▶ [Instrucción 1]
En el texto sobre el libro de Elena Annibali, ¿qué auto le dio el Señor al hermano según el verso que abre el poema?
▶ [Instrucción 2]
Prolonga el texto sobre el libro de Elena Annibali a partir de su última oración.

Me gustó eso de que Beckett era un autor desconocido que se me aparecía de golpe, en la noche.

Hace poco Clara Muschietti, una poeta que admiro y quiero, me dijo que se quedó pasmada al leer en la web un poema de una poeta que, me deletreó, se llama Elena A-nni-ba-li.

Conseguí el libro a la semana. Se llama La casa de la niebla y Muschietti tenía razón: el poema que lo abre es hermoso, casi perfecto en su resolución y de una potencia que contamina el resto del libro. “Señor, vos le diste a mi hermano un ford falcon rojo/para llegar a la casa de la niebla”.

Así empieza el libro y el primer poema. Es una especie de cántico, de súplica, que encuentra la forma de personalizar el dolor en el viaje de un joven en un auto, pero ¿hacia dónde?

Registros de una colección
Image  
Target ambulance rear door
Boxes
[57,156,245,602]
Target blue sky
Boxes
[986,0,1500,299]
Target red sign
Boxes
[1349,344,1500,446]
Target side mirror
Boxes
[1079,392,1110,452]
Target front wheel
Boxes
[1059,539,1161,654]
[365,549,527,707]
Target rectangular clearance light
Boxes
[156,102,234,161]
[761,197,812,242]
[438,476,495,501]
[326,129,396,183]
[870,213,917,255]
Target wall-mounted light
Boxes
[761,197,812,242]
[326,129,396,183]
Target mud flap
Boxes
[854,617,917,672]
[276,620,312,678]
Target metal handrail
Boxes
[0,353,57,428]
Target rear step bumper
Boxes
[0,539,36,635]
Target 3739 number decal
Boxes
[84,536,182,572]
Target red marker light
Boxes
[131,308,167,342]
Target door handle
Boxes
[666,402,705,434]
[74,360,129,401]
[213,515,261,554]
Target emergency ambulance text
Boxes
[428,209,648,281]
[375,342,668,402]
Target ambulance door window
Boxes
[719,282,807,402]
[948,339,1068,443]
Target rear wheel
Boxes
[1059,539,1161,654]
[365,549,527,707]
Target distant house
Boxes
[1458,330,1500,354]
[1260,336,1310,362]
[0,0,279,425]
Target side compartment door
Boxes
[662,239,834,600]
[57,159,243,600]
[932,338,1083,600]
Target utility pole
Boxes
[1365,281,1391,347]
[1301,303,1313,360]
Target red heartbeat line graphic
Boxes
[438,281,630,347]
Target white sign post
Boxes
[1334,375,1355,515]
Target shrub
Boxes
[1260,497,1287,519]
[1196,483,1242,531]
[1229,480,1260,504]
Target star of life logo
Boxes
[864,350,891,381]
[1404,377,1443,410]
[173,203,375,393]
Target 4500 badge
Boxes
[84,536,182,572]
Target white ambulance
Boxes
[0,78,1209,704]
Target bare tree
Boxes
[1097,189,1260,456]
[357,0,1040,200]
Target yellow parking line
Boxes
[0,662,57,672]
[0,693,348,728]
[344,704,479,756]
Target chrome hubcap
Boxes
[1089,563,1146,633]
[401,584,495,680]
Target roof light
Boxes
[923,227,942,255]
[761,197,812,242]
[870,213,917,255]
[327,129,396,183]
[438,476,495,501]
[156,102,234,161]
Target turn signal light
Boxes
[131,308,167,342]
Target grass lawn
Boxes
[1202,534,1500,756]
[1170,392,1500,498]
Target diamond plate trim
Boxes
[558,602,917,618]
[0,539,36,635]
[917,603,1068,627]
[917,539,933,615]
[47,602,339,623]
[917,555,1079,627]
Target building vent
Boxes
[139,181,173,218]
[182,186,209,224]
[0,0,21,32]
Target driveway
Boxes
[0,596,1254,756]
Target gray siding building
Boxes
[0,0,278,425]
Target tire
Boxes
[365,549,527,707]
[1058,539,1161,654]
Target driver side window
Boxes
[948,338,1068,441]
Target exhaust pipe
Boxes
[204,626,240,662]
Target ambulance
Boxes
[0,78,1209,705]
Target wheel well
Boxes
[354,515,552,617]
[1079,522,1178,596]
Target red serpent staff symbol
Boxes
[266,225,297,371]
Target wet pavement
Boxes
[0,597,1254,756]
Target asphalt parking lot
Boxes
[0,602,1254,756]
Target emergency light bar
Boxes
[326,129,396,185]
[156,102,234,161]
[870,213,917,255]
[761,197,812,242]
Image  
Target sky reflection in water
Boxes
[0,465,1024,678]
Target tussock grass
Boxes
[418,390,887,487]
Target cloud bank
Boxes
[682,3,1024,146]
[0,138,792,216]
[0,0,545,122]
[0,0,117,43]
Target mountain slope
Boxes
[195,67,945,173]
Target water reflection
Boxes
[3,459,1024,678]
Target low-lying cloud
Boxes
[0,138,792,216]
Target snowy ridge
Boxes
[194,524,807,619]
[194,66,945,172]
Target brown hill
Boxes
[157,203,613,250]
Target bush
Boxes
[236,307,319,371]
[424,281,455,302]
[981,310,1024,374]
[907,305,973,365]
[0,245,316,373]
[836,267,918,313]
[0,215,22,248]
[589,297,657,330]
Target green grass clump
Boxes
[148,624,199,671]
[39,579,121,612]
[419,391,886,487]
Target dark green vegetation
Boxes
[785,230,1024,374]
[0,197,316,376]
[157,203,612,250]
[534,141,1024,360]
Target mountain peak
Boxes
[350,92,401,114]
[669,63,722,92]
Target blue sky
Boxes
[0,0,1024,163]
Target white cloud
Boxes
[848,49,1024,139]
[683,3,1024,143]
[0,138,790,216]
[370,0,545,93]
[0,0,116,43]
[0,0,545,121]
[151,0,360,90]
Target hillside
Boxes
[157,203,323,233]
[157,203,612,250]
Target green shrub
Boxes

▶ [Respuesta escrita 1]
Un ford falcon rojo.

▶ [Respuesta escrita 2]
Como en los grandes poemas, cada lector puede meter en él su propia experiencia. No es conclusivo ni habla de más.

Como dijo alguna vez Henry Miller sobre Jiddu Krishnamurti: cuando más claro parece que habla, más difícil es entender –desde la razón– lo que dice.

Elena Annibali, por lo que dice la solapa del libro editado por Ediciones del Dock, vive en Córdoba.